## Selected extract
++++++++++++++++++++

This documentery called "the man who drank the universe" is very good and is what got me interested in it:


----------



## shy_guy (Oct 11, 2009)

Get the dvd to the spirt molicule as well. the visuals are so close to the real thing it gave me flashbacks of my ecsperience! A friend of mine extrated some a few weeks ago and I got like 160 mg left and I'm in no hurry to go back in! You may think you are ready but you can never prepare for what you experience! Set and setting are very important factor in doing this drug. Approach with respect and love and you can have a life changing experience =)


----------



## euphoria (Jan 21, 2009)

I tried making ayahuasca but I must've over-boiled the plant material, because it did nothing. Phail.


----------



## Brightpaperwarewolf (Oct 16, 2008)

euphoria said:


> I tried making ayahuasca but I must've over-boiled the plant material, because it did nothing. Phail.


It takes a few attempts to get it right. Pretty hit or miss.

You aren't missing much on the crystal. It's kinda like Salvia where you go to 0-60 in terms of breaking in and the discomfort initially. Although I would try both Ayahuasca and the crystal. It's pretty different in duration, visuals.


----------



## broflovski (Feb 1, 2011)

jim_morrison said:


> Have you read the book 'DMT; The Spirit Molecule', if not I'd definately recommend it, fascinating read, gives a good insight into the inner workings of the mind and the possible functions of the pineal gland.


That of Rick Strassman? Good book.


----------



## swim (Apr 4, 2011)

indeed there are several "limitless pills" that are always kept very far from our reach by doctors and the big pharma, one is xyrem for example


----------



## ntdc (Jun 29, 2011)

Duke of Prunes said:


> I was up until the early hours the last couple of nights researching DMT, and it's really interesting. Low doses seem to work miracles on a variety of mental problems, even schizophrenia (in anecdotal reports at least), while high doses frequently provoke life changing (for the better, usually) experiences, regardless of how unpleasant or difficult they were. HPPD seems very uncommon with DMT, as well.
> 
> It's a shame the stuff is so rare (I don't think I've met anyone who sells it or has even tried it), but given that the plants that contain it are legal (just like the mescaline-containing cacti, which I've been meaning to grow for a while), there's always the extraction route I guess.
> 
> ...


well now you met someone who tried it. its actually really easy to make if you took some basic chem lab 101 in college you can make it from stuff you get from home depot and ebay.

its not really that great, you will get blasted into another dimension tho, it feels like a long time it only lasts maybe a minute. theres no lasting effects but if you do it all the time you will probably become quite stupid that sems t be what happens to people who trip a lot

if you want to be completely disinhibited from social anxiety, cough syrup will do the trick, about 300mgs give or take to get rolling. there is pretty much no way to be embarrassed no matter what kind of crazy **** you are doing while taking it. if you take a few grams you can go into a place thats kinda like dmt full blown ride into fantasy land, its pretty scary actually becaues you can do really crazy dangerous ****

one of the downside of cough syrup is despite being dis-inhibited you will likely reek like menthol, and vomit and your penis wont work. also if you take it with an ssri you can die


----------



## Duke of Prunes (Jul 20, 2009)

++++++++++++++++++++

## Dataset entries
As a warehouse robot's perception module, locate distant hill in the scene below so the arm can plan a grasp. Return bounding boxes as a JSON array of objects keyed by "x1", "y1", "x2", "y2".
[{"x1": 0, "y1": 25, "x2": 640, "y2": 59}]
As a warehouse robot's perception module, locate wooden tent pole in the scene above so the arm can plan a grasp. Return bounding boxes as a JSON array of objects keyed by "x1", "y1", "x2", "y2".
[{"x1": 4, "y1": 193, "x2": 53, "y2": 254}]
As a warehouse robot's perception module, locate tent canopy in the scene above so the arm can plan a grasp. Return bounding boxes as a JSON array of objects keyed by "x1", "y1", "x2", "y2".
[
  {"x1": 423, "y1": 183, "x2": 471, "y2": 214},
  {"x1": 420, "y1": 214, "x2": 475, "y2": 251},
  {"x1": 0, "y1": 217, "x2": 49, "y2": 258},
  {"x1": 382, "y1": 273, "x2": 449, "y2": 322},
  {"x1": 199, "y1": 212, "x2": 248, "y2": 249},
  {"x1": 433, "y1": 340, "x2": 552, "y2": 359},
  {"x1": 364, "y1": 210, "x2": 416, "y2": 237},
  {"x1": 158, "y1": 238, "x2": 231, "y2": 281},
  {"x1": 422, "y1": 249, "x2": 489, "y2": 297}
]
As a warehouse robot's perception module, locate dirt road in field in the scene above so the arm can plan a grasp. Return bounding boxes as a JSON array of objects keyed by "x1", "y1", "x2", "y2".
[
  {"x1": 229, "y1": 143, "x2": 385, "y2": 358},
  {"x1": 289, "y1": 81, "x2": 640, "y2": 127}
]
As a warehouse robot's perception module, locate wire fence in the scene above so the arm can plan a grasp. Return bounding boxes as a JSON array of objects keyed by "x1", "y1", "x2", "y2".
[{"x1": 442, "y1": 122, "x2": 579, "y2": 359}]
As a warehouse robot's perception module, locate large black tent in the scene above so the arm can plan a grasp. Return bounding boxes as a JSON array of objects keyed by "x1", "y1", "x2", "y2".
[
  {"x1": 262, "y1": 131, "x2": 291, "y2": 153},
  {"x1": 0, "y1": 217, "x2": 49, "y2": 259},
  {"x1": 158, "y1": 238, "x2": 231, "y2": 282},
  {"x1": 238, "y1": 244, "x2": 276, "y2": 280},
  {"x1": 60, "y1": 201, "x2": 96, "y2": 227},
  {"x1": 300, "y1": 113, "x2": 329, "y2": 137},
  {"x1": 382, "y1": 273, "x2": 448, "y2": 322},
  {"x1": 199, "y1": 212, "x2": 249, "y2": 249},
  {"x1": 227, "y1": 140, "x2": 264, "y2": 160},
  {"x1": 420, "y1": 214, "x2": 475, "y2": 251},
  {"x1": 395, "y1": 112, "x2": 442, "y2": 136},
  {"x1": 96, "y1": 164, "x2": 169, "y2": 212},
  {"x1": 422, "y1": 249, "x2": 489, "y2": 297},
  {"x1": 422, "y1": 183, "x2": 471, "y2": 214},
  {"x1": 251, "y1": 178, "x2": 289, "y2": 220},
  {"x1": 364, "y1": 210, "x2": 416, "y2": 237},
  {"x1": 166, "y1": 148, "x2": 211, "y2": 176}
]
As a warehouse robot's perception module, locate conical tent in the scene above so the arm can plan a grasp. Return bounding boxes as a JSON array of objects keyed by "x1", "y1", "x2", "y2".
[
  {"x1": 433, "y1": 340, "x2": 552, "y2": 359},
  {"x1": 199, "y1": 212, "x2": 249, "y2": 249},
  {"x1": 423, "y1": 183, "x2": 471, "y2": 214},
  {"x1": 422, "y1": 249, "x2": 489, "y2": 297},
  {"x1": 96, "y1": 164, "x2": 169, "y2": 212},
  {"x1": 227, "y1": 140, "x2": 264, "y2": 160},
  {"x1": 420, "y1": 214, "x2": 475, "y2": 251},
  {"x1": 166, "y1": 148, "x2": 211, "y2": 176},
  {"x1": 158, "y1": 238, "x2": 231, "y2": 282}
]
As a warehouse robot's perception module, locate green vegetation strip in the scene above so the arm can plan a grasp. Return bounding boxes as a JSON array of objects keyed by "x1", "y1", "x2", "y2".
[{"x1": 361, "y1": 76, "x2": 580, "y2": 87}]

++++++++++++++++++++

## Exercise requirements
**1.** Which users have their words quoted in replies in the thread about DMT?
**2.** Please write out the part of the thread about DMT that opens with the words containing "## broflovski (Feb" and closes with "Strassman? Good book.".

## Responses by item number
**1.** euphoria, jim_morrison, Duke of Prunes

**2.**
## broflovski (Feb 1, 2011)

jim_morrison said:


> Have you read the book 'DMT; The Spirit Molecule', if not I'd definately recommend it, fascinating read, gives a good insight into the inner workings of the mind and the possible functions of the pineal gland.


That of Rick Strassman? Good book.